Cette même situation amena une révision du plan de financement de l'économie agricole et une assignation de 500 millions aux kolkhozes.

Ainsi donc, le déficit à la est de l'ordre de 800 à 900 millions de roubles.

La faillite indiquée plus haut, du plan financier de l'industrie et des autres branches de l'économie se chiffre, d'après les données officielles fournies par Mindline, à plus de 1 milliard de roubles (Vie Economique, 21‑6).

Donc, d'après les données officielles, "le total du complément de ressources financières, indispensables sera de 2 milliards, ou même dépassera ce chiffre d'une quantité importante".

Ce déficit qui est maintenant officiellement reconnu, pose deux problèmes :

  1. Cette rupture peut‑être liquidée, et comment ?
  2. Que signifie cette rupture ?

  Nous trouvons la réponse à la question de savoir comment le gouvernement s'apprête à combler ce déficit, dans le même article de Mindline, qui indique les sources suivantes : les réserves et les ressources supplémentaires des assurances sociales et gouvernementales, qui doivent, selon le calcul du Commissariat des Finances, de la Banque d'Etat et des autres institutions, donner 250 à 300 millions de roubles l'excédent de recettes des transports par rapport au plan d'environ 250 à 300 millions de roubles ; l'excédent de recettes du budget d'Etat par rapport au plan, de 600 à 700 millions de roubles ; la mobilisation complémentaire des ressources intérieures de l'industrie, des transport; etc., 150 à 200 millions de roubles ; la suppression de certains chapitres, de dépenses du budget et le report d'une partie des dépenses à l'année prochaine : 200 à 250 millions de roubles. Au total, 1 450 à 1 700 millions de roubles.

SÉRIE DE CONSIGNES:
• A. Répondez à ces questions sur le texte consacré au déficit financier :
(i) Quelle somme a été assignée aux kolkhozes ?
(ii) D'après les données officielles, à combien s'élèvera le total du complément de ressources financières indispensables ?
(iii) Selon l'article de Mindline, que doit rapporter l'excédent de recettes du budget d'État par rapport au plan ?
• B. Reprenez le texte sur le déficit financier à la suite de sa dernière phrase.

DONNÉES FOURNIES:
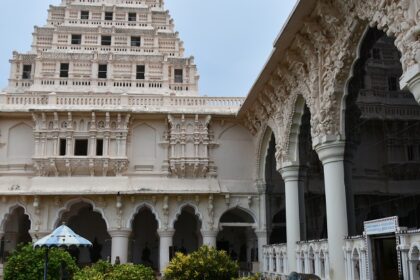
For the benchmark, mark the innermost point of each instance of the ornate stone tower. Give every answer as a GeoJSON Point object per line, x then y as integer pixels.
{"type": "Point", "coordinates": [105, 46]}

RÉPONSES PAR CONSIGNE:
• A.
(i) 500 millions.
(ii) 2 milliards, ou même une somme dépassant ce chiffre d'une quantité importante.
(iii) De 600 à 700 millions de roubles.

• B.
Même si nous admettons que toutes ces ressources soient réelles (voir ci‑dessus), il n'en reste pas moins un déficit de 300 à 550 millions. Comment le comblera‑t‑on ? D'après Mindline, ce déficit ne peut être couvert "qu'au prix d'un certain excédent du plan d'émission", exclusivement. Cela nous conduit infailliblement au problème de la situation de notre circulation monétaire, et, par voie de conséquence, à celui de savoir jusqu'à quel point cette source est réelle.

Le problème de la situation de la circulation monétaire ‑ plus exactement celui de savoir si l'inflation existe chez nous est parmi nous un sujet de controverse qui ne date pas de cette année. Au moins dès 1928 nous répondions affirmativement à cette question. Lorsque Boukharine, dans ses Remarques d'un Economiste, s'enfermait dans un cercle vicieux, en s'étonnant de ce que toutes les branches de l'économie retardaient les unes par rapport aux autres de ce qu'on manquait de produits manufacturés et de produits agricoles, Smilga lui expliquait ce dont il s'agissait.

"Si toutes les marchandises sont insuffisantes (écrivait‑il en réponse à Boukharine), cela signifie qu'une seule marchandise, l'argent, se trouve en excédent".

En réalité, si l'on part véritablement de la conception de l'inflation qui découle de la théorie marxiste de la circulation monétaire, seul peut nier l'inflation celui qui ignore cette théorie. (Mais on sait que sa connaissance n'est pas obligatoire pour les partisans de la ligne générale).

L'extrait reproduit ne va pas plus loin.